**About this exercise**: Retype every line from the start of the data down to and including the line with "Drop one point per instance of the woman". Skip the pictures.

**Materials provided**:
────────────────
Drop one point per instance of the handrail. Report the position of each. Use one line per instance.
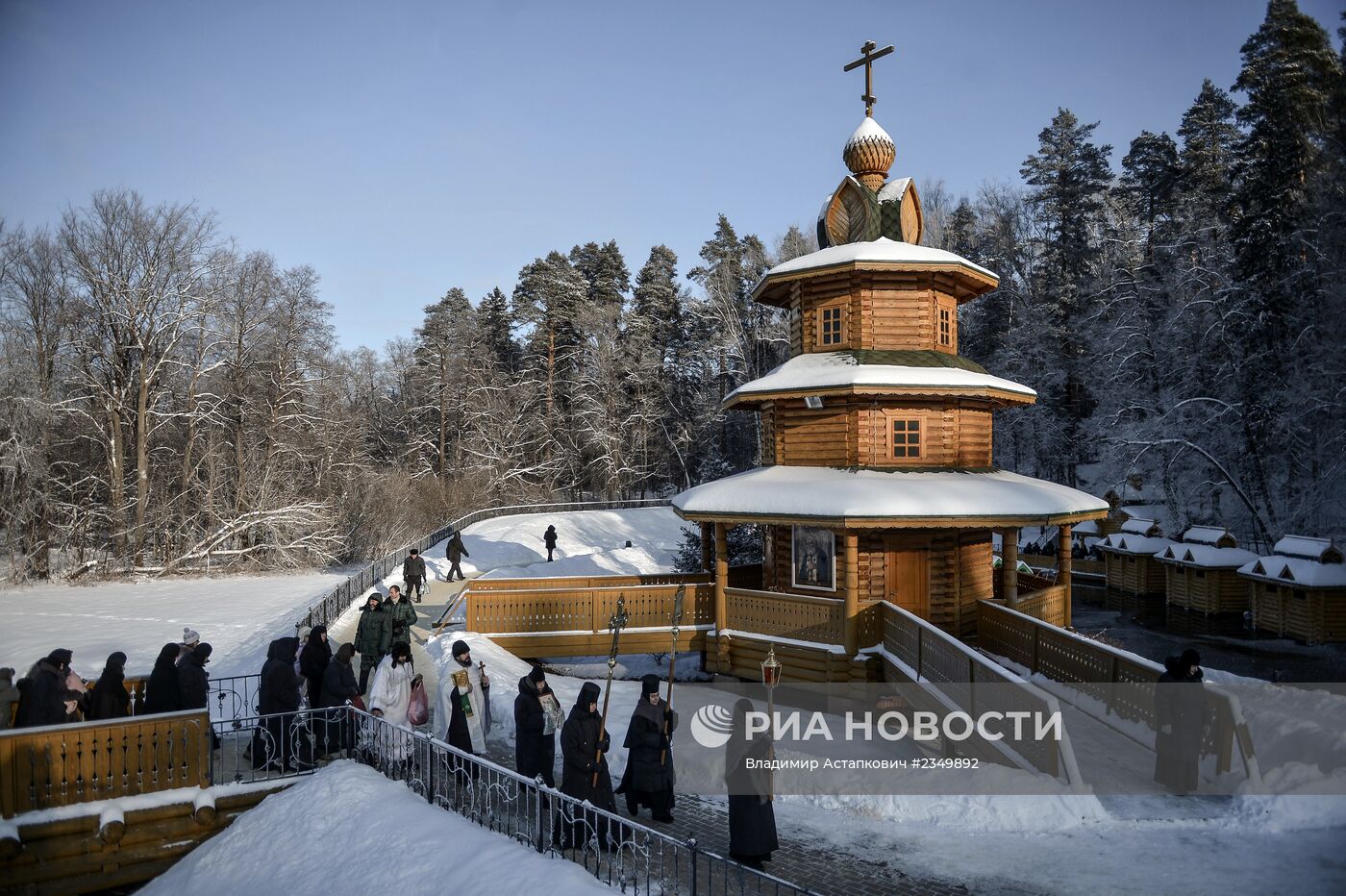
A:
(955, 670)
(1108, 676)
(612, 848)
(87, 761)
(336, 602)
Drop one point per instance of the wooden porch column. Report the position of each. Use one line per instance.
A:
(722, 579)
(852, 593)
(1063, 566)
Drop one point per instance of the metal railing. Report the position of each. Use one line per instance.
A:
(614, 849)
(336, 602)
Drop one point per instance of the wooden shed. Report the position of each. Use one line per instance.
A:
(1201, 572)
(1130, 562)
(1299, 591)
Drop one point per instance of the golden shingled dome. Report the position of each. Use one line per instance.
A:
(868, 154)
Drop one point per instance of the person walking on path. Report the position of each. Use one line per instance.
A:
(390, 698)
(454, 552)
(42, 691)
(1180, 723)
(403, 615)
(649, 775)
(463, 691)
(413, 573)
(163, 693)
(373, 635)
(192, 678)
(110, 697)
(312, 662)
(585, 774)
(9, 697)
(278, 744)
(339, 687)
(537, 717)
(751, 814)
(188, 640)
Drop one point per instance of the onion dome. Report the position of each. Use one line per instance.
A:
(868, 154)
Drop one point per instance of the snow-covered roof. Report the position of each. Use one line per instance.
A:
(878, 255)
(1208, 535)
(828, 494)
(868, 371)
(1295, 571)
(1140, 526)
(868, 128)
(1126, 542)
(1205, 556)
(1319, 549)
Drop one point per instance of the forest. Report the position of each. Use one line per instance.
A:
(170, 404)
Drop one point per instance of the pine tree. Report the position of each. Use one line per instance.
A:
(1069, 175)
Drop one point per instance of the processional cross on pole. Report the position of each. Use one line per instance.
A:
(867, 61)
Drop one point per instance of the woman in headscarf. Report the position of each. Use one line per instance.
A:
(537, 717)
(339, 686)
(390, 698)
(163, 693)
(110, 697)
(312, 662)
(585, 774)
(751, 815)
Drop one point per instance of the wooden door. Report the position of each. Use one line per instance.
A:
(909, 580)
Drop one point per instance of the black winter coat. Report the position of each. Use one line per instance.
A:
(312, 663)
(162, 693)
(645, 741)
(579, 747)
(192, 684)
(535, 752)
(110, 697)
(339, 684)
(279, 687)
(42, 697)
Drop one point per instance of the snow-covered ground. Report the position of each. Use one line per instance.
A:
(237, 615)
(588, 542)
(350, 831)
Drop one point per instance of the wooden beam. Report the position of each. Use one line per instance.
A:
(1063, 565)
(1010, 564)
(852, 592)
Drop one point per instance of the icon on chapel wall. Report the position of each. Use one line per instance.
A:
(813, 558)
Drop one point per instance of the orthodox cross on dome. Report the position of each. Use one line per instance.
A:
(867, 61)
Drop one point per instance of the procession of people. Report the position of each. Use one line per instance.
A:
(309, 667)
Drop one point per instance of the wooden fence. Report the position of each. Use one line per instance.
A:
(958, 673)
(800, 616)
(87, 761)
(1123, 684)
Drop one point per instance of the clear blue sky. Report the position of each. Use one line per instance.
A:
(403, 148)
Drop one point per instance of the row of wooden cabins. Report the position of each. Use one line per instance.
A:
(1298, 591)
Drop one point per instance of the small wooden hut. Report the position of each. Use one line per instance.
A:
(1301, 589)
(1130, 562)
(1201, 572)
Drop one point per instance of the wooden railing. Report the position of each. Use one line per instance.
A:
(1047, 605)
(800, 616)
(956, 670)
(585, 610)
(63, 764)
(1123, 684)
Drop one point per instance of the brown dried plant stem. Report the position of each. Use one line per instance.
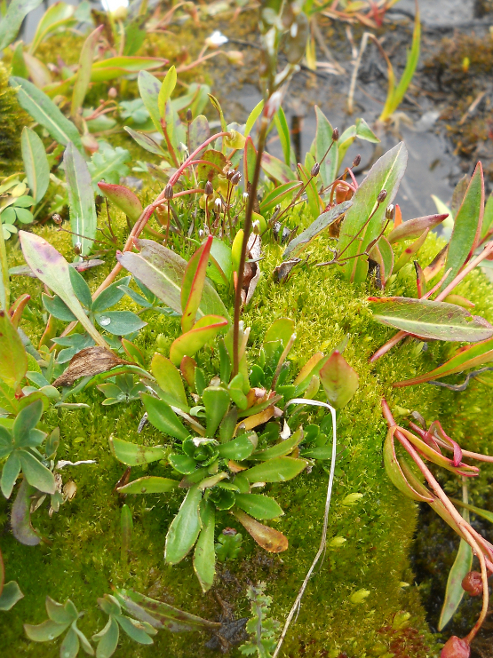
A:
(463, 525)
(247, 228)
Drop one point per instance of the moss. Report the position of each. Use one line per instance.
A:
(12, 120)
(82, 560)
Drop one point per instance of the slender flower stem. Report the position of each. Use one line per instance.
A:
(247, 228)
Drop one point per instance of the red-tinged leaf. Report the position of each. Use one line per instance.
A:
(429, 319)
(413, 228)
(467, 226)
(123, 198)
(162, 271)
(313, 199)
(203, 331)
(396, 474)
(276, 169)
(83, 76)
(21, 517)
(467, 357)
(411, 251)
(383, 254)
(13, 358)
(249, 158)
(339, 380)
(269, 539)
(358, 231)
(193, 284)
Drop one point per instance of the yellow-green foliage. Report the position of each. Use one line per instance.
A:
(81, 557)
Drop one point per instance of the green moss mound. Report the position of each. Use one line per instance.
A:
(81, 558)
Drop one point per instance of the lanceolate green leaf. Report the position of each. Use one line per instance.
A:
(429, 319)
(467, 226)
(53, 270)
(358, 230)
(13, 358)
(162, 271)
(44, 111)
(84, 72)
(83, 218)
(35, 163)
(184, 528)
(204, 558)
(10, 24)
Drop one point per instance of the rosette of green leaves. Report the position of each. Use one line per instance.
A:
(61, 618)
(19, 448)
(107, 638)
(118, 323)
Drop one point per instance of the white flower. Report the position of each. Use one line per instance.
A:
(215, 40)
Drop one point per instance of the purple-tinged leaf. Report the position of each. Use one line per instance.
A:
(276, 169)
(467, 226)
(83, 76)
(13, 358)
(52, 269)
(123, 198)
(83, 217)
(413, 228)
(358, 231)
(269, 539)
(204, 330)
(429, 319)
(396, 474)
(339, 380)
(193, 284)
(21, 517)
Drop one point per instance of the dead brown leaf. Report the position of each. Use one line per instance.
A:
(89, 362)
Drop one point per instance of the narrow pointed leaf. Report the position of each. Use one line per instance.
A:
(193, 284)
(467, 226)
(358, 230)
(279, 469)
(35, 163)
(133, 454)
(83, 218)
(164, 418)
(13, 358)
(203, 332)
(269, 539)
(83, 77)
(149, 484)
(53, 270)
(216, 401)
(44, 111)
(339, 380)
(259, 506)
(204, 559)
(185, 527)
(429, 319)
(413, 228)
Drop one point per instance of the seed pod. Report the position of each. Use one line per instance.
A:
(473, 583)
(455, 648)
(341, 191)
(390, 212)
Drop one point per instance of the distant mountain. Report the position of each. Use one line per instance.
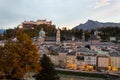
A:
(2, 31)
(90, 24)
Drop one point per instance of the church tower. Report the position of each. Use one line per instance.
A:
(83, 36)
(58, 36)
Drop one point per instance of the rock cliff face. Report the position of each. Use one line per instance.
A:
(90, 24)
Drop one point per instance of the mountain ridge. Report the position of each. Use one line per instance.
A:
(90, 24)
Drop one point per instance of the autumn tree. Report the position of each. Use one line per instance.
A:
(48, 71)
(20, 57)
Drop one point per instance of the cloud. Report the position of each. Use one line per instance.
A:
(101, 3)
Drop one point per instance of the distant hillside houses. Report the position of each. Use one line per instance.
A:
(31, 24)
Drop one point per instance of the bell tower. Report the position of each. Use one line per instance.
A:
(58, 36)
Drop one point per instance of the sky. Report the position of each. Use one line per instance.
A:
(62, 13)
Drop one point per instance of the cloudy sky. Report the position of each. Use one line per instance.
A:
(68, 13)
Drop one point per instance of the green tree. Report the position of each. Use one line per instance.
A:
(48, 71)
(19, 57)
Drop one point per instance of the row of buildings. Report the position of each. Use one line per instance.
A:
(91, 55)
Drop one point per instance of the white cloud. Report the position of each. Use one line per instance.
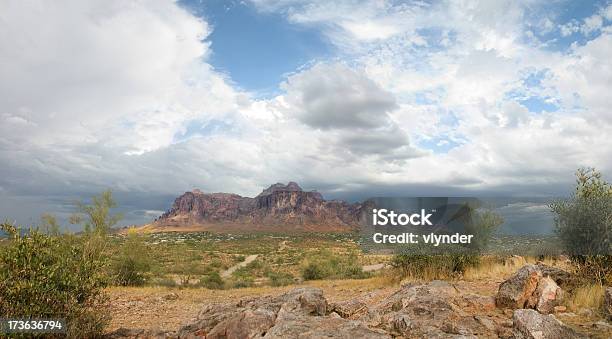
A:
(102, 105)
(334, 96)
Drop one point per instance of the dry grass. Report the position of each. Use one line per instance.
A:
(490, 268)
(494, 268)
(588, 296)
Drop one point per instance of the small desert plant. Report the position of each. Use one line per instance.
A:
(326, 265)
(242, 277)
(212, 281)
(278, 278)
(586, 296)
(132, 262)
(165, 282)
(430, 267)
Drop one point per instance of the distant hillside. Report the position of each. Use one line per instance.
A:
(278, 208)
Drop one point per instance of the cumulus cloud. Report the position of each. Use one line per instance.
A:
(100, 94)
(335, 96)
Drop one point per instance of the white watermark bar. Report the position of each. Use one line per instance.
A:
(470, 225)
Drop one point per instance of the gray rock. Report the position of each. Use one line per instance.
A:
(532, 286)
(529, 324)
(547, 295)
(299, 313)
(519, 288)
(563, 278)
(350, 308)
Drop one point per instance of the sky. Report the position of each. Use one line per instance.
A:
(351, 98)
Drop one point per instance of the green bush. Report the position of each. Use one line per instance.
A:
(280, 278)
(326, 265)
(212, 281)
(43, 276)
(433, 266)
(166, 282)
(584, 224)
(132, 262)
(242, 277)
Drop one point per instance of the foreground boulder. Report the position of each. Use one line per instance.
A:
(532, 286)
(433, 310)
(529, 324)
(300, 313)
(519, 288)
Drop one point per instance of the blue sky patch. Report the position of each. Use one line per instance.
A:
(257, 49)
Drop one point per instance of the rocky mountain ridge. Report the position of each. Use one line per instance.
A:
(277, 208)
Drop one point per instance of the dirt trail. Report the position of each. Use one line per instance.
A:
(232, 269)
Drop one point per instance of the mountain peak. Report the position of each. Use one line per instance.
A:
(280, 187)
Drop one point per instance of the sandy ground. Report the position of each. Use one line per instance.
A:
(232, 269)
(169, 308)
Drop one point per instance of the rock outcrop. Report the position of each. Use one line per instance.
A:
(277, 208)
(300, 313)
(529, 324)
(532, 286)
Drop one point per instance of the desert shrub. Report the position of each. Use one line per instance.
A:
(132, 262)
(212, 281)
(44, 276)
(433, 266)
(583, 223)
(326, 265)
(241, 278)
(187, 264)
(278, 278)
(166, 282)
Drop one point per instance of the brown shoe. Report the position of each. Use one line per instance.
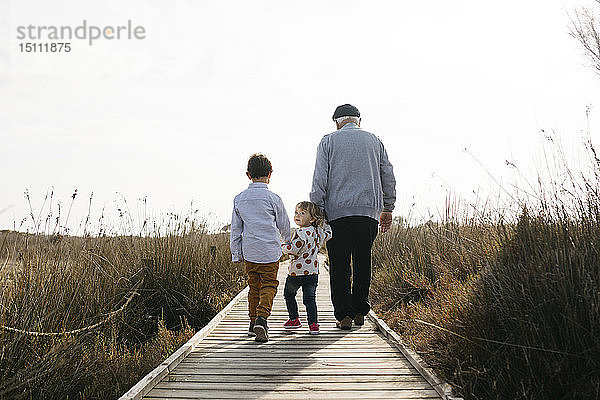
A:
(345, 323)
(359, 319)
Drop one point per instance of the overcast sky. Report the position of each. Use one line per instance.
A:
(173, 117)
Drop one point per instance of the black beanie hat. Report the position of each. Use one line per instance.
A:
(346, 110)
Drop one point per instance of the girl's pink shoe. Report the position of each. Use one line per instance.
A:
(292, 324)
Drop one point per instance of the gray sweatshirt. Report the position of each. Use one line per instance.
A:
(353, 175)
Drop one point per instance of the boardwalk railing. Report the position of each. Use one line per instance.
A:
(222, 362)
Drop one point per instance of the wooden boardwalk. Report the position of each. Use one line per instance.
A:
(227, 364)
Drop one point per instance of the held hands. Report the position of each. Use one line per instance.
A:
(385, 221)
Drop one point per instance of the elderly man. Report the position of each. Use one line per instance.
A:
(354, 183)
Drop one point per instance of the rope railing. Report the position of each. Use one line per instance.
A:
(110, 316)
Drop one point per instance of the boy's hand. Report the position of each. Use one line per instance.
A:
(385, 221)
────────────────
**Written answer**:
Drop one point per instance of the handrail. Report the position of each. Use one line per instance.
A:
(955, 670)
(1108, 676)
(612, 848)
(87, 761)
(336, 602)
Drop one point per instance of the wooden porch column. Report the position of each. Use one line per instance.
A:
(722, 579)
(852, 593)
(1063, 566)
Drop one point per instance of the metal railing. Report the position of each. Use one line per instance.
A:
(614, 849)
(336, 602)
Drop one point per instance of the wooden shed. Report the position of each. Use one line per instance.
A:
(1201, 572)
(1130, 562)
(1299, 591)
Drop one point per instance of the golden shingled dome. Report the position of each. Use one line per instance.
A:
(868, 154)
Drop one point per instance of the person walking on path. Report the position of each. Use one line per instance.
A:
(390, 698)
(454, 552)
(42, 691)
(1180, 723)
(403, 615)
(649, 775)
(463, 691)
(413, 573)
(163, 693)
(373, 635)
(192, 678)
(110, 697)
(312, 662)
(585, 774)
(9, 697)
(278, 744)
(339, 687)
(537, 717)
(751, 814)
(188, 640)
Drop one point per instance of the onion dome. Report the position of each. Use one line per instance.
A:
(868, 154)
Drop one point per instance of the snow-covered roof. Report the position of each. Use one line per instance.
A:
(878, 255)
(1208, 535)
(828, 494)
(868, 371)
(1295, 571)
(1140, 526)
(868, 128)
(1126, 542)
(1205, 556)
(1319, 549)
Drop one point per instance of the forest. Report the position of each. Use one line per instance.
A:
(170, 404)
Drop one point per instance of the pine tree. Report the position of each. Use one line per instance.
A:
(1069, 175)
Drop one point per instance of the processional cross on pole. Report the position of each. Use one line per instance.
A:
(867, 61)
Drop one point per instance of the woman in headscarf. Report the position of each. Use one line per instance.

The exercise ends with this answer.